What is being asked:
Exclude the pictures; give every entry again exactly as written.

:: Listing

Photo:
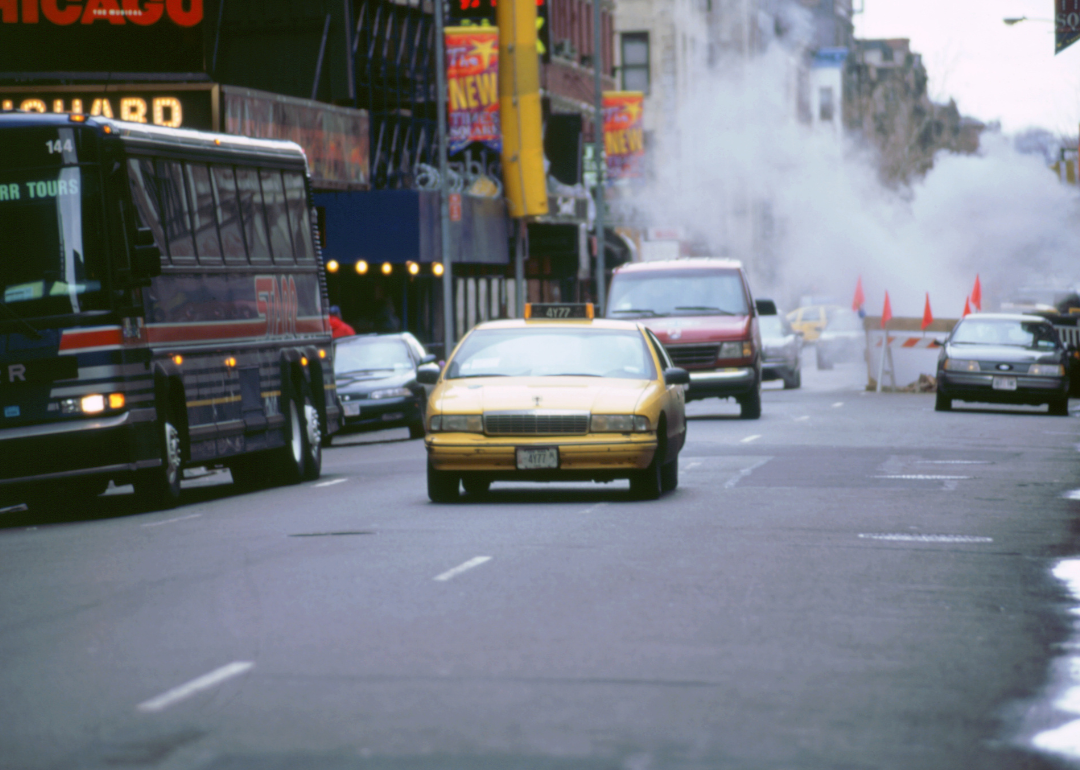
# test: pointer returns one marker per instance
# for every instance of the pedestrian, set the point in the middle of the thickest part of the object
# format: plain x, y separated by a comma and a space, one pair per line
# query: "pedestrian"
339, 327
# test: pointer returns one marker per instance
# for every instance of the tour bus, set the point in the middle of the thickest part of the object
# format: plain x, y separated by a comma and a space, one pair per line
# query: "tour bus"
164, 306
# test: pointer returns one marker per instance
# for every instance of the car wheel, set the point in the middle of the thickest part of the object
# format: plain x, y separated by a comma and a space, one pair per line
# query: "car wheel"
160, 487
942, 403
442, 485
476, 486
750, 405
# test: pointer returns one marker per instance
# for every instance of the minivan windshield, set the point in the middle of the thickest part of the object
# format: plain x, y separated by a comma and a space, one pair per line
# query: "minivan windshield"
679, 292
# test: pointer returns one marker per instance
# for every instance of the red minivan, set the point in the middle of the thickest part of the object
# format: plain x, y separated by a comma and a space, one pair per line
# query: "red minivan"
703, 312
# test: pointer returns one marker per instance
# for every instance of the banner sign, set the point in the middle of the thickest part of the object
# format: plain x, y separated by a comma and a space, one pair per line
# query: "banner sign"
334, 138
170, 105
1067, 24
472, 79
623, 140
102, 36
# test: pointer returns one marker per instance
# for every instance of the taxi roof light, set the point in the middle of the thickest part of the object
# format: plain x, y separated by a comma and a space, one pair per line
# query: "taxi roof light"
558, 311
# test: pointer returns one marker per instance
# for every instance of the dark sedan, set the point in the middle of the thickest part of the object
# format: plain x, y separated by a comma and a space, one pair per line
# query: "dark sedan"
1001, 359
376, 381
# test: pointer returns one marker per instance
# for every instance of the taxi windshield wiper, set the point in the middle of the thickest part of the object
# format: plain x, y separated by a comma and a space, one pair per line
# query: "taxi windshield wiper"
705, 309
30, 331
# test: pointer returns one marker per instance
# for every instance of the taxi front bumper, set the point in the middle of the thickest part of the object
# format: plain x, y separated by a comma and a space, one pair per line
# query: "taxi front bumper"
590, 456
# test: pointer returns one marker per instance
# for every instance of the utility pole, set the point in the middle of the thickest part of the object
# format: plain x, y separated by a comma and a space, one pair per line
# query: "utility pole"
598, 154
444, 192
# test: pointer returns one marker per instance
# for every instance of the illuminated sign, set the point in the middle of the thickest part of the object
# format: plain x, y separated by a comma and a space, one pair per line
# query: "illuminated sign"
174, 106
102, 36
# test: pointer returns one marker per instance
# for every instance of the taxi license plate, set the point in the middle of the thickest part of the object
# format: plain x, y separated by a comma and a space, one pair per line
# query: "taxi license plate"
532, 458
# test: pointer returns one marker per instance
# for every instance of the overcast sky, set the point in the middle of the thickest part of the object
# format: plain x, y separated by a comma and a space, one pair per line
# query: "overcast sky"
993, 70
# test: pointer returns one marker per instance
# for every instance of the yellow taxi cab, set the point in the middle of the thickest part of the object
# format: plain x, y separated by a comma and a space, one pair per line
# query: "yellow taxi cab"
556, 396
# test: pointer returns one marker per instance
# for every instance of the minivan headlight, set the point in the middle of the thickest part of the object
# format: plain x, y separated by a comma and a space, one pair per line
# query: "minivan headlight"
457, 423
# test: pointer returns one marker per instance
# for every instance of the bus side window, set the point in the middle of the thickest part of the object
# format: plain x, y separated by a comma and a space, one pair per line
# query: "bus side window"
253, 215
273, 193
228, 215
298, 217
205, 223
176, 214
145, 196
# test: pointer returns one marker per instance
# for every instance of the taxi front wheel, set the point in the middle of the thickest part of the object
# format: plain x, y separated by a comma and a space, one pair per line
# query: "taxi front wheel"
442, 485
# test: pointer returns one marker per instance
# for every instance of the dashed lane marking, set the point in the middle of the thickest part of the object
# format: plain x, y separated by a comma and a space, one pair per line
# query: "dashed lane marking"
475, 562
203, 683
171, 521
927, 538
328, 484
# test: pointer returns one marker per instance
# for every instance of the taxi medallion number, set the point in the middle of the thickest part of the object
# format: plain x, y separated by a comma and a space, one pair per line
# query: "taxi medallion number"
532, 458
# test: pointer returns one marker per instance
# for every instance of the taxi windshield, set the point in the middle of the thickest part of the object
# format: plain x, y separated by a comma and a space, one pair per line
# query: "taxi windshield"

::::

Written reply:
Photo:
# test: pointer returns one marker per instance
# for every instance of the pedestrian, set the point in the middle of the thickest part of the object
# format: plain x, y separated by a comma and a space, one pair per line
# query: "pedestrian"
339, 327
# test: pointer returns one marker per instance
# for every instance of the tour bus, set the point in the middle of the thickest part of the object
# format: plain x, y separated by a comma and a space, one pair per line
# query: "tour bus"
164, 306
# test: pointer returns one marker per instance
# for every instance of the car wheel, set the point in the middle of the thickest part of the object
# format: plain x, y separated by a comma and a space, one pair per line
# query: "car wheel"
160, 487
942, 403
442, 485
476, 486
750, 405
# test: pointer returns one marker per instance
# for every instance of the minivan windshield, set the point in the middle of the thickest part of the object
# format: plain x, y separated by a comma and a space, one pair per line
# query: "minivan windshield"
679, 292
# test: pointer returns one marker per instance
# for every instance of the red minivan, set the point in the middle of the thickest part of the object
# format: plain x, y separated by a comma and a space, one pair per line
# query: "red minivan"
703, 312
# test: pointer returns one marker per instance
# for every instance of the banner sign, set the point in the middle of the thickest part of the object
# format: plain x, y separated by a comma and a space, one pair per line
# query: "banner sign"
334, 138
170, 105
1067, 24
472, 79
623, 140
102, 36
# test: pointer returns one marker per instance
# for every instance of the taxi roof light, set the point in the middle of the thickest part of the object
# format: plain x, y separated by a comma and a space, one pair per line
# query: "taxi roof light"
558, 311
# test: pointer returns one marker per instance
# for every instance of the dark sedan, set the point in the middle of the thickest part of the object
# format: plain x, y separated by a comma and a space, one pair per line
# query: "dark sedan"
1001, 359
376, 381
# test: pointer returns one marker per instance
# for every instance of the taxi windshield wiper, set the point in the middle of the thickest part of the object
# format: plain x, y separated by a comma and a space, one pair per line
# query: "taxi windshield wiper"
705, 309
30, 331
# test: pointer returns one marker per instance
# for every instance of the taxi front bumper, set the point in the middle of the thickest part of the object
# format: plain x, y separated by a comma and a space, one pair per line
# query: "taxi front bumper"
590, 456
# test: pointer returns one marker per instance
# for every instance of the utility pole, set the point in the middle of the thickest part of the object
# format: plain x, y separated by a comma and a space, one pair per line
# query: "utility pole"
598, 154
444, 192
# test: pointer returns one marker per instance
# for every instance of the illuminated sign, set the point in the middle of the thickest part of the object
# format: plain x, y separated by a comma and a space, one pair per line
# query: "illuminated sign"
174, 106
102, 36
# test: pointer returns one marker per instance
# for every instance of the taxi license plate, set the point in the middle of the thickest part of the object
# format: plain x, y separated by a comma and a space, one pair per line
# query: "taxi license plate"
532, 458
# test: pointer returns one marker per instance
# for every instance of the overcast sky, set the point in the middle of the thickest part of the object
# format: plain x, y separated by a comma and a space, one pair per line
# query: "overcast sky"
993, 70
# test: pointer returns one marker per instance
# for every instance of the yellow taxi cab, set the point in the middle of the thickest part of the object
# format: plain x, y separated by a comma and a space, one pair per line
# query: "yellow taxi cab"
556, 396
# test: pointer returns one marker per instance
# for every instance of the minivan headlight, set the point in the middle of the thickest part of the object
# format: plain x, y separated by a comma and a space, one pair per line
# query: "minivan headlight"
457, 423
# test: pointer returns one marker per instance
# for every instance of the bus side window, set the point in the middle of the thickest part of the object
# format: plain x, y separated by a comma and a space, one pair per line
# query: "bus side window"
253, 215
273, 193
228, 215
298, 217
205, 223
176, 214
145, 196
# test: pointer returns one marker per instance
# for every instance of the taxi front wheel, set the point in the middle of the thickest part of the object
# format: plain x, y separated by a comma and a space, one pair per line
# query: "taxi front wheel"
442, 485
# test: pointer returns one marker per instance
# for every instance of the dashed lane marking, set the point in the middle of the thickest part of the object
# format: plain x, y separated by a comma and a space, one pair per line
# query: "dashed lane marking"
475, 562
203, 683
171, 521
927, 538
328, 484
# test: pointer returns one marker per instance
# for every instance of the taxi medallion number, set the point in the middle of the thickest part of the object
# format: plain x, y separated by a comma and a space, one pair per line
# query: "taxi medallion number"
532, 458
# test: pointer returns one marker per instance
# for every instance of the taxi windshield, set the point in the middle of the thickest part of the object
# format: plain x, y separated by a comma and a space, one pair per line
# query: "taxi windshield"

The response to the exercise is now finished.